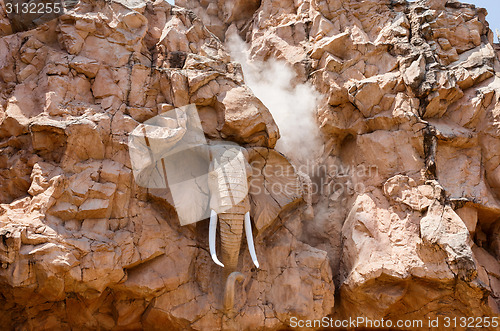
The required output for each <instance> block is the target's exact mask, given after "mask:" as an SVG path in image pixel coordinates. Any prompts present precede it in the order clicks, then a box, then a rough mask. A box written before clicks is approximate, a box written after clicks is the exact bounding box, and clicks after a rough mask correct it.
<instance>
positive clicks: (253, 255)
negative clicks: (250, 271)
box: [245, 211, 259, 268]
mask: <svg viewBox="0 0 500 331" xmlns="http://www.w3.org/2000/svg"><path fill="white" fill-rule="evenodd" d="M245 233H246V235H247V243H248V251H249V252H250V256H251V257H252V261H253V264H255V266H256V267H257V268H258V267H259V261H257V254H255V246H254V244H253V236H252V224H251V223H250V212H249V211H248V212H247V213H246V214H245Z"/></svg>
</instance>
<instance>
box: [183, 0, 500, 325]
mask: <svg viewBox="0 0 500 331" xmlns="http://www.w3.org/2000/svg"><path fill="white" fill-rule="evenodd" d="M180 3H182V4H183V5H185V6H187V7H188V8H193V10H197V11H203V9H202V8H204V7H203V5H202V4H201V2H198V1H197V0H190V1H183V2H180ZM221 12H222V10H219V11H218V12H217V15H215V14H211V13H210V12H209V11H208V10H205V11H203V14H200V15H201V16H202V15H208V16H210V18H211V19H212V21H214V20H215V18H216V17H217V18H219V19H220V13H221ZM485 16H486V12H485V11H484V10H483V9H479V8H476V7H474V6H473V5H467V4H462V3H460V2H456V1H444V0H433V1H431V0H429V1H417V2H414V3H407V2H405V1H363V2H359V1H330V0H328V1H327V0H325V1H319V0H318V1H298V2H297V1H295V2H292V1H279V2H276V1H266V0H263V1H261V5H260V7H259V9H258V10H256V11H255V12H254V14H253V17H252V19H250V20H247V21H246V22H245V23H241V22H240V21H237V20H234V21H233V22H228V21H226V22H224V23H225V24H226V26H227V25H230V26H229V27H228V28H227V29H226V32H225V35H226V37H227V36H228V35H230V34H231V33H234V32H236V33H238V34H239V35H240V36H241V37H242V38H243V39H244V40H245V41H246V42H247V44H248V45H249V47H250V52H251V57H252V59H253V61H263V60H266V59H269V58H275V59H279V60H282V61H284V62H286V63H288V64H289V65H290V66H292V67H293V68H294V69H295V71H296V73H297V78H296V80H295V83H299V82H306V81H307V82H310V83H311V84H313V85H314V86H315V87H316V89H317V90H318V91H320V92H321V93H322V95H323V96H324V98H323V101H322V102H321V103H320V105H319V107H318V108H319V110H318V113H317V118H318V123H319V126H320V128H321V131H322V134H323V138H324V141H325V146H327V147H328V148H329V149H327V150H328V153H327V154H325V155H323V158H322V160H321V161H320V162H319V163H318V166H319V167H322V168H324V169H325V171H324V172H325V173H326V174H325V175H324V176H323V178H324V180H322V181H320V182H319V183H320V185H321V184H323V189H322V190H321V194H318V195H317V196H316V197H315V211H316V217H315V219H314V220H313V221H312V222H310V223H308V222H305V223H304V229H303V233H302V235H301V236H302V237H303V238H308V240H309V241H308V242H309V243H311V244H312V245H313V246H315V247H317V248H320V249H324V250H325V251H327V252H328V255H329V259H330V263H331V265H332V266H334V268H333V269H334V278H335V280H336V284H337V287H338V288H339V289H340V297H339V300H338V302H337V304H336V307H335V308H333V311H334V314H335V316H336V317H338V318H345V317H349V316H351V317H356V316H368V317H370V318H373V319H375V318H377V319H381V318H385V319H393V320H396V319H423V318H424V317H425V318H427V317H434V316H438V315H439V314H441V313H442V312H444V311H446V312H449V314H450V316H496V314H497V313H498V304H499V301H498V291H499V289H498V288H497V282H498V278H497V276H496V274H495V271H493V270H494V269H495V268H496V266H497V265H498V260H497V258H498V255H497V253H496V251H495V247H497V246H496V242H497V239H496V236H497V232H496V230H495V229H496V228H497V223H498V222H499V217H500V208H499V207H500V205H499V195H498V184H497V183H496V180H495V178H496V177H497V175H496V173H497V172H498V170H497V169H498V166H499V162H498V160H499V159H498V150H499V149H498V141H499V135H498V133H499V127H498V119H497V117H498V114H497V110H496V109H497V108H498V95H499V94H498V93H499V92H500V91H499V90H498V77H497V76H498V73H497V71H498V68H499V67H498V65H499V62H498V56H497V53H496V51H495V49H496V47H497V46H496V45H494V44H493V34H492V32H491V31H490V30H489V29H488V24H487V22H486V21H485ZM209 28H210V27H209ZM216 32H217V33H219V32H218V31H216V30H214V33H216ZM219 34H220V33H219ZM325 210H326V211H325ZM486 260H487V261H488V262H487V261H486ZM335 266H338V267H339V269H338V270H337V269H336V268H335ZM382 293H385V294H382ZM417 293H418V294H417Z"/></svg>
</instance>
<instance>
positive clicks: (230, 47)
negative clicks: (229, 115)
mask: <svg viewBox="0 0 500 331" xmlns="http://www.w3.org/2000/svg"><path fill="white" fill-rule="evenodd" d="M227 46H228V48H229V50H230V52H231V56H232V58H233V59H234V60H235V61H237V62H239V63H241V66H242V69H243V74H244V76H245V83H246V84H247V85H248V86H249V87H250V88H251V89H252V91H253V93H254V94H255V95H256V96H257V97H258V98H259V99H260V100H261V101H262V102H263V103H264V105H266V107H267V108H269V110H270V111H271V114H272V115H273V118H274V120H275V122H276V124H277V125H278V128H279V130H280V134H281V138H280V139H279V141H278V143H277V144H276V149H277V150H278V151H280V152H281V153H283V154H285V155H286V156H288V157H289V158H291V159H292V160H293V161H294V163H296V164H297V163H298V164H304V163H309V162H310V161H312V160H314V159H316V158H317V157H318V156H319V155H320V154H321V152H322V149H323V143H322V140H321V138H320V134H319V127H318V124H317V123H316V108H317V105H318V102H319V98H320V95H319V93H318V92H317V91H316V90H315V89H314V88H313V87H312V86H311V85H309V84H294V83H293V82H294V80H295V78H296V73H295V72H294V70H293V69H292V68H291V67H290V66H288V65H287V64H286V63H284V62H281V61H276V60H269V61H266V62H262V61H255V60H251V59H250V52H249V50H248V47H247V45H246V44H245V43H244V42H243V40H241V38H240V37H239V36H237V35H233V36H231V37H229V38H228V40H227Z"/></svg>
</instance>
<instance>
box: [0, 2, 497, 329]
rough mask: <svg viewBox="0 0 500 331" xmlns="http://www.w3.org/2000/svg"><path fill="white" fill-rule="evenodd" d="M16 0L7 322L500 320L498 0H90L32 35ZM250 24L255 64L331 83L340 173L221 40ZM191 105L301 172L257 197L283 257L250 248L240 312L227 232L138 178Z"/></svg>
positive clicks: (324, 92)
mask: <svg viewBox="0 0 500 331" xmlns="http://www.w3.org/2000/svg"><path fill="white" fill-rule="evenodd" d="M0 4H2V6H1V9H0V36H2V37H0V151H1V153H0V188H1V190H0V203H1V204H0V239H1V240H0V266H1V268H0V322H1V323H2V325H4V326H5V327H6V328H8V329H13V328H16V327H18V328H27V329H30V328H36V329H68V328H76V329H78V328H90V329H141V328H142V329H165V328H175V329H197V330H211V329H221V328H227V329H269V330H276V329H282V328H285V327H287V326H288V325H289V322H290V318H291V317H297V318H299V319H300V318H302V319H319V318H321V317H323V316H327V315H329V316H333V317H335V318H337V319H345V318H348V317H358V316H366V317H369V318H371V319H382V318H383V319H385V320H388V319H390V320H398V319H404V320H410V319H422V320H427V319H428V318H435V317H438V316H443V315H445V316H448V317H450V318H453V317H464V316H500V315H498V314H499V307H500V264H499V261H500V260H499V259H500V124H499V123H500V101H499V100H500V62H499V59H498V47H497V46H495V45H493V43H492V41H493V34H492V32H491V31H490V30H489V29H488V25H487V23H486V21H485V12H484V10H482V9H478V8H475V7H474V6H472V5H466V4H462V3H460V2H456V1H445V0H427V1H417V2H413V3H408V2H406V1H404V0H398V1H389V0H387V1H385V0H384V1H371V0H370V1H349V0H299V1H292V0H282V1H271V0H262V1H252V0H241V1H218V2H213V1H204V0H182V1H177V4H178V5H180V6H182V7H185V8H181V7H173V6H170V5H169V4H168V3H167V2H165V1H160V0H157V1H111V2H104V1H94V0H86V1H81V2H80V4H79V5H78V6H77V7H76V8H75V10H74V11H73V12H71V13H69V14H67V15H63V16H61V17H59V18H58V19H56V20H53V21H51V22H49V23H48V24H45V25H42V26H39V27H38V28H36V29H33V30H29V31H25V32H19V33H13V29H12V26H11V24H10V22H9V20H8V18H7V15H6V14H5V9H4V6H3V1H2V0H0ZM186 8H187V9H186ZM188 9H190V10H192V11H190V10H188ZM232 33H237V34H238V35H240V36H241V37H242V38H243V39H244V40H245V41H246V42H247V44H248V45H249V47H250V51H251V55H252V59H253V60H254V61H255V63H258V61H264V60H268V59H277V60H280V61H284V62H285V63H287V64H288V65H289V66H291V67H292V68H293V69H294V70H295V72H296V74H297V77H296V79H295V81H294V82H290V83H291V84H294V83H310V84H312V85H313V86H314V87H315V88H316V89H317V90H318V91H319V92H320V93H321V94H322V96H323V99H322V100H321V101H320V103H319V105H318V111H317V120H318V130H320V131H321V134H322V136H323V140H324V143H325V148H324V151H325V152H324V155H322V157H321V159H320V160H315V164H314V167H315V169H319V171H310V172H309V173H308V174H301V173H299V174H297V172H298V170H301V165H300V164H294V165H293V166H295V168H294V167H293V166H292V165H290V163H288V161H287V160H286V159H285V158H284V157H283V156H281V155H280V154H279V153H277V152H276V151H274V150H273V149H272V148H273V147H274V146H275V144H276V142H277V140H278V139H279V132H278V128H277V126H276V124H275V123H274V120H273V117H272V115H271V113H270V112H269V110H268V109H267V108H266V106H265V105H264V104H263V103H262V102H261V101H260V100H259V99H258V98H257V97H256V96H255V95H254V94H253V92H252V90H251V89H250V88H249V87H248V86H246V85H245V82H244V77H243V73H242V70H241V67H240V65H239V64H238V63H235V62H232V61H231V59H230V55H229V54H228V52H227V51H226V48H225V47H224V46H223V44H222V42H221V40H222V41H224V40H229V38H228V37H229V36H230V35H231V34H232ZM190 103H194V104H196V106H197V109H198V113H199V115H200V119H201V122H202V125H203V129H204V131H205V134H206V136H207V138H209V139H225V140H231V141H234V142H237V143H239V144H240V145H242V146H245V147H246V148H247V149H248V151H249V153H248V154H249V158H250V159H251V161H253V162H254V163H253V165H254V166H256V167H260V169H265V168H266V167H267V160H270V158H276V159H278V160H279V162H281V164H282V165H283V166H282V167H281V169H274V170H272V169H271V171H268V172H264V175H263V176H260V177H259V176H258V175H257V177H258V178H256V179H255V183H258V185H257V187H263V188H266V189H265V190H263V195H262V196H259V195H258V194H256V196H258V198H256V199H255V201H252V215H253V220H254V225H255V228H256V249H257V255H258V256H259V262H260V264H261V268H260V269H258V270H257V269H253V268H252V262H251V259H250V256H249V255H248V253H247V252H243V250H242V252H241V254H240V255H241V256H240V261H241V263H240V266H241V268H240V270H241V272H243V273H244V274H245V276H246V278H245V281H244V283H243V284H242V286H241V287H238V288H237V299H236V307H235V309H236V311H237V315H236V316H235V317H234V319H229V318H227V316H225V315H224V314H223V311H222V300H221V299H222V293H223V284H222V271H221V270H220V268H219V267H217V266H216V265H214V264H213V263H212V261H211V259H210V256H209V254H208V247H207V246H208V243H207V239H206V238H207V233H208V223H207V222H206V221H205V222H201V223H198V224H197V225H196V226H194V225H192V226H186V227H180V226H179V223H178V220H177V216H176V213H175V210H174V209H173V207H172V205H171V203H170V202H169V197H168V194H167V193H165V192H159V191H149V190H147V189H144V188H141V187H139V186H137V185H136V183H135V181H134V179H133V175H132V171H131V164H130V159H129V156H128V147H127V135H128V133H130V132H131V131H132V130H133V129H134V128H135V127H136V126H137V125H139V124H140V123H142V122H144V121H146V120H147V119H149V118H152V117H154V116H156V115H158V114H160V113H163V112H165V111H168V110H170V109H173V108H174V107H180V106H184V105H187V104H190ZM297 134H300V132H298V133H297ZM304 139H307V137H305V138H304ZM283 169H284V172H283ZM278 170H281V173H278ZM296 170H297V171H296ZM306 173H307V171H306ZM268 175H271V176H277V177H280V178H282V179H281V180H282V181H283V182H284V183H289V182H293V183H295V184H294V185H293V194H291V195H289V196H287V197H280V196H277V195H276V196H273V194H270V195H269V194H267V195H266V194H264V193H266V192H267V193H269V192H270V191H271V190H270V182H271V181H270V180H268V178H266V176H268ZM299 175H300V176H299ZM308 175H309V176H310V180H308V178H309V176H308ZM299 177H300V182H301V183H302V184H303V186H304V187H303V189H302V190H301V188H300V187H298V186H297V184H296V183H298V181H299ZM311 187H316V190H312V189H311ZM254 189H255V187H254ZM301 194H303V197H300V195H301ZM308 194H309V195H308ZM263 206H266V207H263ZM311 206H312V209H313V210H314V213H311V212H310V209H311ZM308 211H309V212H308ZM313 214H314V217H313ZM336 291H337V295H336V296H335V300H334V295H335V294H336ZM334 301H335V302H334Z"/></svg>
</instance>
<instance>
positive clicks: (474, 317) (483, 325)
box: [288, 316, 500, 330]
mask: <svg viewBox="0 0 500 331" xmlns="http://www.w3.org/2000/svg"><path fill="white" fill-rule="evenodd" d="M288 325H289V326H290V327H291V328H315V329H318V328H372V329H390V328H398V329H421V328H425V329H431V330H432V329H435V328H436V329H439V328H452V329H455V328H490V327H492V328H497V327H499V326H500V324H499V320H498V317H496V316H494V317H489V316H482V317H442V316H441V317H435V318H428V319H424V320H419V319H415V320H410V319H409V320H389V319H383V318H381V319H370V318H368V317H356V318H352V317H349V318H348V319H334V318H331V317H326V316H325V317H323V318H322V319H314V320H304V319H299V318H297V317H292V318H290V320H289V323H288Z"/></svg>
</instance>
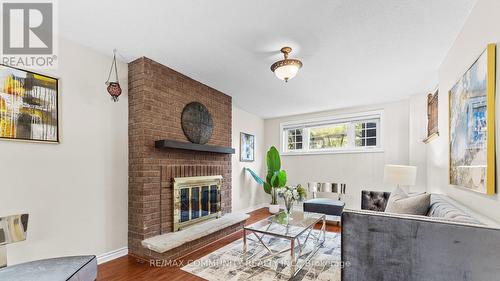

·····

### INSTRUCTIONS TO FOLLOW
Exclude all pictures and reproduce verbatim the lines running from the line that contains "positive clicks: (474, 317) (483, 325)" to the end of the data above, both ends included.

### ANSWER TO THE PROBLEM
positive clicks: (474, 317) (483, 325)
box: [288, 316, 500, 330]
mask: <svg viewBox="0 0 500 331" xmlns="http://www.w3.org/2000/svg"><path fill="white" fill-rule="evenodd" d="M288 325H289V326H290V327H291V328H315V329H318V328H372V329H390V328H398V329H421V328H425V329H431V330H432V329H435V328H436V329H439V328H452V329H455V328H490V327H492V328H497V327H499V326H500V324H499V320H498V317H496V316H494V317H489V316H482V317H442V316H441V317H435V318H428V319H424V320H419V319H415V320H410V319H409V320H389V319H383V318H381V319H370V318H368V317H356V318H352V317H349V318H348V319H334V318H331V317H326V316H325V317H323V318H322V319H314V320H304V319H299V318H297V317H292V318H290V320H289V323H288Z"/></svg>
</instance>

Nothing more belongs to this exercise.